* start TASK DATA *

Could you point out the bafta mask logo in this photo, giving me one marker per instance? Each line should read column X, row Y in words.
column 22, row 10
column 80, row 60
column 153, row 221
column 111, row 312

* end TASK DATA *

### WHAT IS EXPECTED
Can you turn the records above into a two-column CSV with the headers request and response, one row per record, putting each text and its answer in a single quoted field and replacing line breaks with spaces?

### EXERCISE ANSWER
request,response
"Could you point out the bafta mask logo in this photo, giving me one marker per instance? Each line should read column X, row Y in words.","column 22, row 10 column 80, row 60 column 153, row 221 column 111, row 312"